WORK ORDER: Copy every record below exactly as it appears.

● ● ●

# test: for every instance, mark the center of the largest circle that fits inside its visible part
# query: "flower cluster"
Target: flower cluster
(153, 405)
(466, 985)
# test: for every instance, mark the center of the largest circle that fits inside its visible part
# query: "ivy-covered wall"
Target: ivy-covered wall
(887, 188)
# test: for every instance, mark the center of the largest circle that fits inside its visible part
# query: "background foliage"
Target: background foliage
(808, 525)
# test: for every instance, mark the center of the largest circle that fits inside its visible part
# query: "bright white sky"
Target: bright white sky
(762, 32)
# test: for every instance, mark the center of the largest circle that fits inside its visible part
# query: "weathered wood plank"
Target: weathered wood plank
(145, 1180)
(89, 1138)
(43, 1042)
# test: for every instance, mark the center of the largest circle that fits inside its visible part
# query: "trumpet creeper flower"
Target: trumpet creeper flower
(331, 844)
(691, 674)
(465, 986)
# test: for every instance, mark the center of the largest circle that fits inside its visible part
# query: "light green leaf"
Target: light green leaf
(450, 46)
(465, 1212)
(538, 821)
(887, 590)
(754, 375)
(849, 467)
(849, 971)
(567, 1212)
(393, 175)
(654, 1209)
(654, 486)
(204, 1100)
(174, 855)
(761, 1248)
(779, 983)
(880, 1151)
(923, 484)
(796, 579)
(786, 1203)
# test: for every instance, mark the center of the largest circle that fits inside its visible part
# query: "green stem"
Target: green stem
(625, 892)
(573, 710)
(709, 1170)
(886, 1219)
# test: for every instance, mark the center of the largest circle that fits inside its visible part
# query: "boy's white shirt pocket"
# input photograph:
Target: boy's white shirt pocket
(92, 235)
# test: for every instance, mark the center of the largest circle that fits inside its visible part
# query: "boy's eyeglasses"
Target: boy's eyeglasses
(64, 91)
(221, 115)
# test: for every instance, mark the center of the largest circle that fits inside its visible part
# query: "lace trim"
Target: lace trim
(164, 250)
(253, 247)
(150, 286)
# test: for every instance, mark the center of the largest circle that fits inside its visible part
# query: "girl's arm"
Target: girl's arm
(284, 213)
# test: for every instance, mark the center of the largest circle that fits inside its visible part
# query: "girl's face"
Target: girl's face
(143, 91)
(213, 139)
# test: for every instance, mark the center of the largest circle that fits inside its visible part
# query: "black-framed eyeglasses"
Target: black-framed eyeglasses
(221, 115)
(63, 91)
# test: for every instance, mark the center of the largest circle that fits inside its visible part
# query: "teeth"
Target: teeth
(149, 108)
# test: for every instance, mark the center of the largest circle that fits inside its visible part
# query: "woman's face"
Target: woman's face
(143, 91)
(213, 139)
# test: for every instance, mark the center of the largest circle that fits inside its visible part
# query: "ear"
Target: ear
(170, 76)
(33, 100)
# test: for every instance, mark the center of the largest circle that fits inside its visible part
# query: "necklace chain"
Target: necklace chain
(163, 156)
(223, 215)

● ● ●

RESULT:
# test: for every instance, mark the center of the largest circle that fits inside its visible part
# query: "flower cluster"
Target: flower cluster
(153, 405)
(466, 985)
# test: for every instance, mark the center of the largest circle that fits inside its visible part
# query: "ivy-covered wall"
Target: ivy-covered wall
(887, 188)
# test: for every instance, mark the center of the largest circle that fits inside its visible part
# query: "background foliage"
Target: background foliage
(808, 525)
# test: for every instance, mark the center of the largest circle that fits inside its visible part
# query: "bright white sky"
Target: bright white sky
(762, 32)
# test: for every instance, mark the center of the largest circle that fits inside its visible part
# query: "weathered wood plank"
Target: weathered wood plank
(145, 1180)
(89, 1138)
(43, 1042)
# test: for every instance, mark the center of the largest circle that fits inside its visible part
# query: "trumpet creeper flower"
Target: trumpet creeper flower
(331, 844)
(691, 674)
(465, 986)
# test: for every instance, mark the center of the largest circle that fits inside its visible part
# query: "light green leaf"
Target: light green leaf
(450, 46)
(465, 1212)
(538, 821)
(887, 590)
(754, 375)
(849, 467)
(849, 971)
(567, 1212)
(393, 175)
(654, 1209)
(654, 486)
(204, 1100)
(174, 855)
(761, 1248)
(779, 983)
(880, 1151)
(923, 484)
(796, 579)
(786, 1203)
# test: for every instance, mark the center of the largest circle that fits inside its visible part
# query: "green stem"
Target: green stem
(625, 892)
(573, 710)
(709, 1170)
(886, 1219)
# test: for every instance, mark the center of the largest circle that fits inside its visible part
# query: "boy's white shirt pocket"
# input photograph:
Target: boy's white shirt pocket
(92, 235)
# test: for every instance, mark the center of the largest circle that fits inside its visible part
# query: "boy's eyeglasses"
Target: boy's eyeglasses
(64, 91)
(221, 115)
# test: for every instance, mark the center of the largest circle that fits inside its visible part
# query: "lace trim"
Target: lace trim
(164, 250)
(253, 247)
(150, 286)
# test: for every instance, mark the center of the largest circle that fits inside its visible part
# query: "girl's arm"
Target: girl's arm
(284, 213)
# test: for every instance, mark the center of the largest circle that fits inside its visible part
# query: "girl's face"
Target: girl's face
(143, 91)
(213, 139)
# test: for every instance, mark the center of the largest circle that fits inside its visible part
# query: "black-framed eyeglasses"
Target: black-framed eyeglasses
(221, 115)
(63, 91)
# test: for every instance, mark the center of the largest circle that fits inside its visible part
# query: "teeth"
Target: teeth
(149, 108)
# test: for every instance, mark the center of the largest circle that fits inside its visible part
# query: "woman's face"
Target: woman's face
(143, 91)
(213, 139)
# test: for every instance, mark the center of the largest circle that fits inside its visible part
# query: "ear"
Target: ear
(170, 76)
(33, 100)
# test: for every instance, mark the center of the largest circle that fits inside its visible part
# query: "necklace chain"
Target: necklace chain
(163, 156)
(223, 215)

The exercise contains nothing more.